• **EXERCISE REQUIREMENTS**
Copy out the entries below word for word, starting at the line that contains "Where in the photo above do you see the black dress" and ending at the line that contains "[383,0,624,271]", with both of those lines included.

• **DATA FOR THE TASK**
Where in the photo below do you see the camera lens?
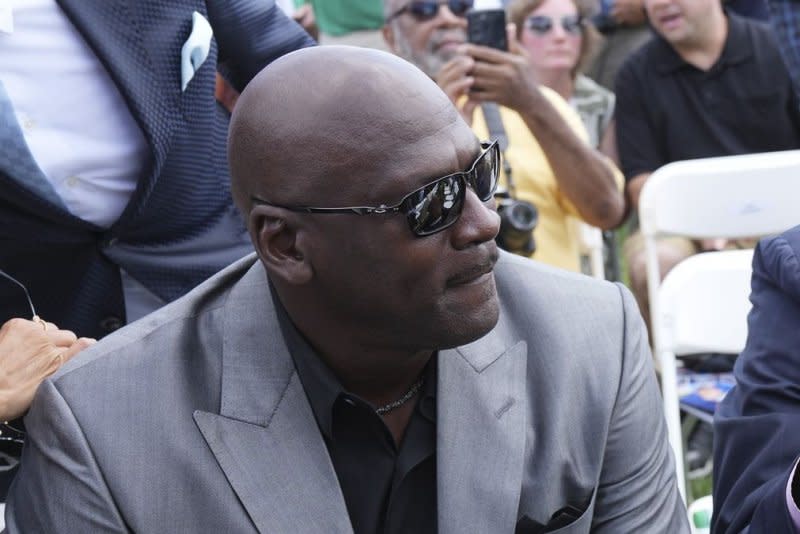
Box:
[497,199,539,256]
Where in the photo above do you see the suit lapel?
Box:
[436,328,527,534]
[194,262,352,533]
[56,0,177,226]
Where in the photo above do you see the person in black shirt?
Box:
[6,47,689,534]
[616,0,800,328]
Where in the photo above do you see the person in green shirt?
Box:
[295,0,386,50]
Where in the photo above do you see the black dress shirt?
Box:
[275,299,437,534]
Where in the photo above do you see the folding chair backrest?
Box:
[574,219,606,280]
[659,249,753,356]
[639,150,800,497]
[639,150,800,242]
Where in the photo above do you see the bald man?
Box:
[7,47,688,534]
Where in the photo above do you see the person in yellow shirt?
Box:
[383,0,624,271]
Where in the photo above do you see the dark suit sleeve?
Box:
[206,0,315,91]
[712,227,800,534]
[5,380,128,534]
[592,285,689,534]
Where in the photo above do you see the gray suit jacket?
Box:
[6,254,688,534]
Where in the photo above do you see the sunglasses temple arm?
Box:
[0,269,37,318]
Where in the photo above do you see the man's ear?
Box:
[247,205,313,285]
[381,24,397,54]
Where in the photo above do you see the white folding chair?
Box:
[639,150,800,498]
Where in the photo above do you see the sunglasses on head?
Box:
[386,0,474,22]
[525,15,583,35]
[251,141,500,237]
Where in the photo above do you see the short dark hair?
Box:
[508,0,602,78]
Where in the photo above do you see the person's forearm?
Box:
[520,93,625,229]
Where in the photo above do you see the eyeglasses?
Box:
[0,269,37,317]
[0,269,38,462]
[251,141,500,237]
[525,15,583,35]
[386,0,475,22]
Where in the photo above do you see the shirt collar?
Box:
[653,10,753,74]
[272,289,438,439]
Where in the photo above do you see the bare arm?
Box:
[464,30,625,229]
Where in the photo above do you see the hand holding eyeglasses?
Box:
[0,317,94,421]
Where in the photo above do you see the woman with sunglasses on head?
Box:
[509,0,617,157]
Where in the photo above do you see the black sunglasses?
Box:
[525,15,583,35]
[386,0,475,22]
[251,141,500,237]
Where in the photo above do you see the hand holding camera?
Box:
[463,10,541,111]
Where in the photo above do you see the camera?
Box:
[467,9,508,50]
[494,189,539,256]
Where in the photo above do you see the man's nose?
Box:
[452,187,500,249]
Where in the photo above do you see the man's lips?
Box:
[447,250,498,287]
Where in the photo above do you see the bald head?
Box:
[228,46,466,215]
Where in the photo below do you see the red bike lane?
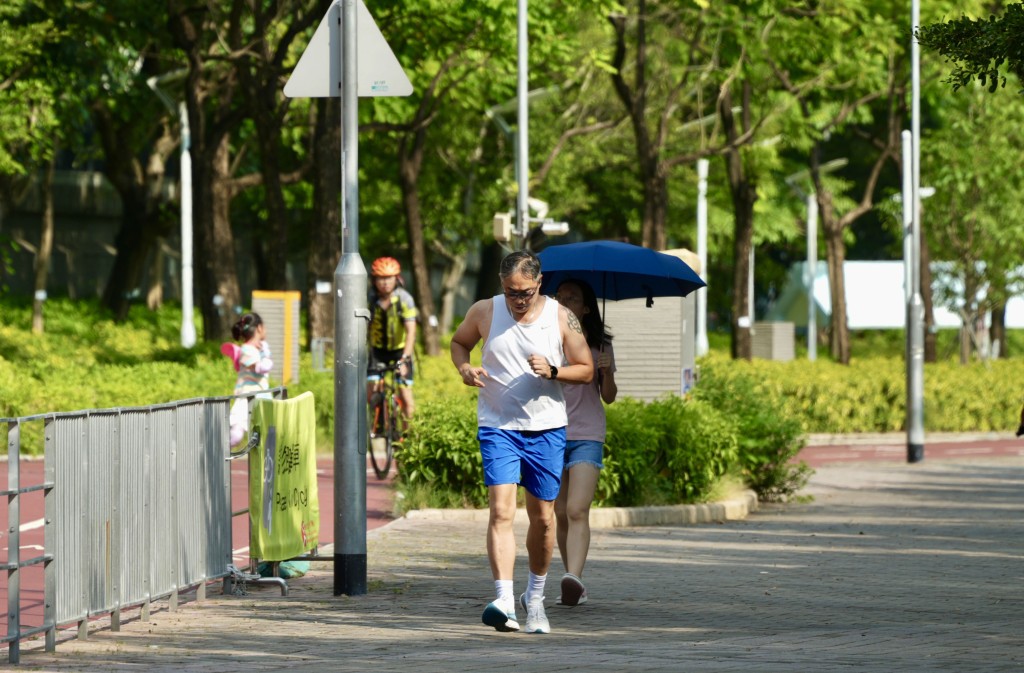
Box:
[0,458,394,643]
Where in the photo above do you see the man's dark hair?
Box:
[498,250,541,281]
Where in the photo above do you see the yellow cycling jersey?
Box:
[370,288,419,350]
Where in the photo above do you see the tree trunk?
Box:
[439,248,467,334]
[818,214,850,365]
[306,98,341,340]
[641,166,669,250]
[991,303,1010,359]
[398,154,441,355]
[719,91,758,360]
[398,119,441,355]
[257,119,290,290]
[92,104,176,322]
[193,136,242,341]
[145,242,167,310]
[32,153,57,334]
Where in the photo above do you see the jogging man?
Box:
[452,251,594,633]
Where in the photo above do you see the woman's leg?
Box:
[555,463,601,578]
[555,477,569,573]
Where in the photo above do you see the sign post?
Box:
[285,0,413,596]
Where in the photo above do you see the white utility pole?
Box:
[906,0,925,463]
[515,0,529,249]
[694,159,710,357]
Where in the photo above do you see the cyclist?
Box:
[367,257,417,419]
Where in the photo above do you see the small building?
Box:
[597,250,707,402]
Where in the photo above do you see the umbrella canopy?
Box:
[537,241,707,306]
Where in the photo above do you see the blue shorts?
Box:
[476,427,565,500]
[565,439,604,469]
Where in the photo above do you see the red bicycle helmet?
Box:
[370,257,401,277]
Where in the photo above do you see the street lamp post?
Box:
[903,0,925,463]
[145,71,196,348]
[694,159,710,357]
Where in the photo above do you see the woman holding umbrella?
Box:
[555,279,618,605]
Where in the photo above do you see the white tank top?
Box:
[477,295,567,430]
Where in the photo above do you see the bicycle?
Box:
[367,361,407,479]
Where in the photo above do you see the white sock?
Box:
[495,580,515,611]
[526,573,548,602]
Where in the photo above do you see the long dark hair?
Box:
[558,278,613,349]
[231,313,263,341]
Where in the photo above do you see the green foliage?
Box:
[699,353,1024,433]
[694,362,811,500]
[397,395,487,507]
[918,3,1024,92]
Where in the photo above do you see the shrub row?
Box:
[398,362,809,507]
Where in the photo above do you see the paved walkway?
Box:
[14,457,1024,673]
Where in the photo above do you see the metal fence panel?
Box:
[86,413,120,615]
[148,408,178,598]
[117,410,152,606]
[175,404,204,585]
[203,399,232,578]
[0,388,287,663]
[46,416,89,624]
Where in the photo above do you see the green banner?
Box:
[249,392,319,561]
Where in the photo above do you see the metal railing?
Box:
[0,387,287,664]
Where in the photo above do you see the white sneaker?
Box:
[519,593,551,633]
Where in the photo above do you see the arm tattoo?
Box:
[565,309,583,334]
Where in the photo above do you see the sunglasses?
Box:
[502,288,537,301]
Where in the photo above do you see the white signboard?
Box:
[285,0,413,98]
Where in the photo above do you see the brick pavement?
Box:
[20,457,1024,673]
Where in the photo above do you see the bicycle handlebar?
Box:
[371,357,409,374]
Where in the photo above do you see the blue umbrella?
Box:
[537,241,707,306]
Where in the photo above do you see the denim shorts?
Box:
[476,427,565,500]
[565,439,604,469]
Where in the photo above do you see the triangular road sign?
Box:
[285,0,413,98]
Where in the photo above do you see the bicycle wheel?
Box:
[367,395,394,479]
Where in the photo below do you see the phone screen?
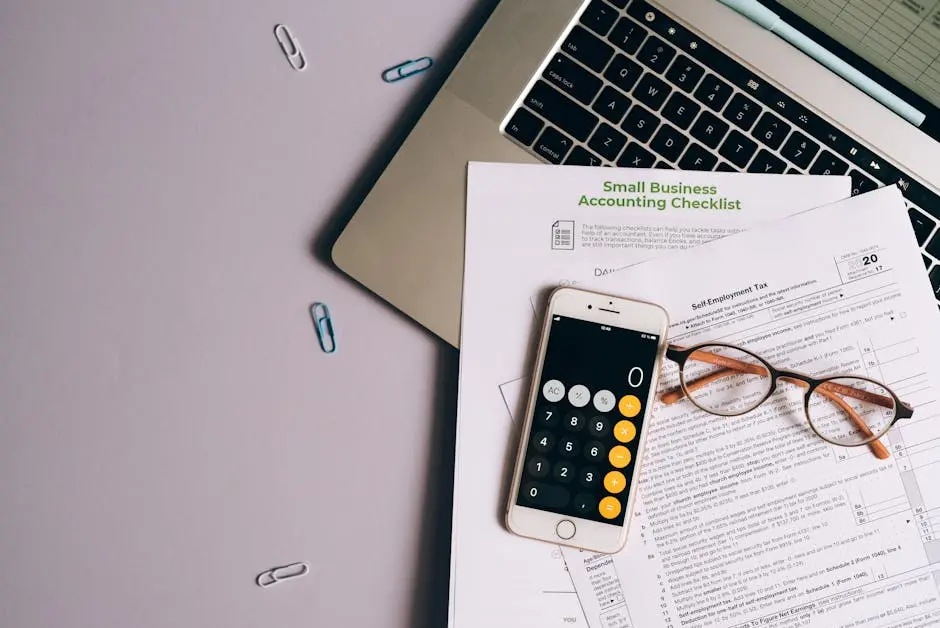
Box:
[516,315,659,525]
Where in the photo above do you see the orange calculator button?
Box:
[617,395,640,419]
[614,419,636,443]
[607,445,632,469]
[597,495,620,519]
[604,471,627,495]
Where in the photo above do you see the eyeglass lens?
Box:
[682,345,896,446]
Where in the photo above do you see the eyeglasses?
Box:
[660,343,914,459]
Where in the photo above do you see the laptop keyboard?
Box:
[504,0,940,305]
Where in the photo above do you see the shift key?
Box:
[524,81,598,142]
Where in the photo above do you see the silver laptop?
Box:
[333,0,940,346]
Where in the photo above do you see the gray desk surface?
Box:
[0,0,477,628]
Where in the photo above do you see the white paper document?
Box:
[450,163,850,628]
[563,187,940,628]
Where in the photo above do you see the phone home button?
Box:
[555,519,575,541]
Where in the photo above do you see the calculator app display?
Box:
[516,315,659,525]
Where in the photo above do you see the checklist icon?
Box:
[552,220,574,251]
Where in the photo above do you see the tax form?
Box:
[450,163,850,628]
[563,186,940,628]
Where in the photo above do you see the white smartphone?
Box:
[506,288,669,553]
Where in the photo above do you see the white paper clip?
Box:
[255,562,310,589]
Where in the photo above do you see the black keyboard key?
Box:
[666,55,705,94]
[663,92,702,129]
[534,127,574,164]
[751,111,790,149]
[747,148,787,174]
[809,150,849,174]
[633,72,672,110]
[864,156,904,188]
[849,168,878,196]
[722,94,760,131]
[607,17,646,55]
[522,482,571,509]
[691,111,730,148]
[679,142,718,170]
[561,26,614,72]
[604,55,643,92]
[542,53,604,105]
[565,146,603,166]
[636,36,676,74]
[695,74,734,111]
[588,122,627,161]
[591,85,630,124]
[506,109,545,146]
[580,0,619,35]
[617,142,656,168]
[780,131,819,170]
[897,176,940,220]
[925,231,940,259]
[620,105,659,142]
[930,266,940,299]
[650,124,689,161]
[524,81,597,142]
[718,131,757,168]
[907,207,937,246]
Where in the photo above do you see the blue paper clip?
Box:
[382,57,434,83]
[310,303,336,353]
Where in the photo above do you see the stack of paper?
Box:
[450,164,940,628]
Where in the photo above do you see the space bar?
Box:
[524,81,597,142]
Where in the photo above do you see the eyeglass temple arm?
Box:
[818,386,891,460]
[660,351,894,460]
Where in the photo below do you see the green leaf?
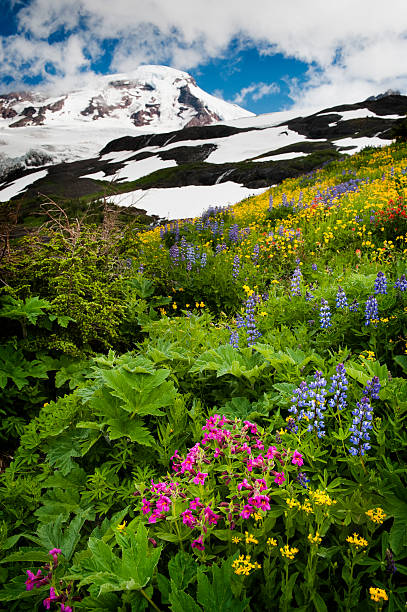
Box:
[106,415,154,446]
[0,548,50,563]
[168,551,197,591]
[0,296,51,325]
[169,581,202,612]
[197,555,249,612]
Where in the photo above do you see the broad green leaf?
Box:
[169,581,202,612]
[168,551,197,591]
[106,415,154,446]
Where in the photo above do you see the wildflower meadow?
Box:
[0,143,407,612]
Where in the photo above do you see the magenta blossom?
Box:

• **OUTPUT**
Where in the photo above do you see the black dress shirt?
Box:
[275,299,437,534]
Where in the photo above do you see the folding chair backrest?
Box:
[574,219,606,280]
[659,249,753,356]
[639,150,800,497]
[639,150,800,242]
Where in the photo above do you see the bald man?
Box:
[7,47,688,534]
Where in the photo above do you see the person in yellow shirt?
Box:
[383,0,624,271]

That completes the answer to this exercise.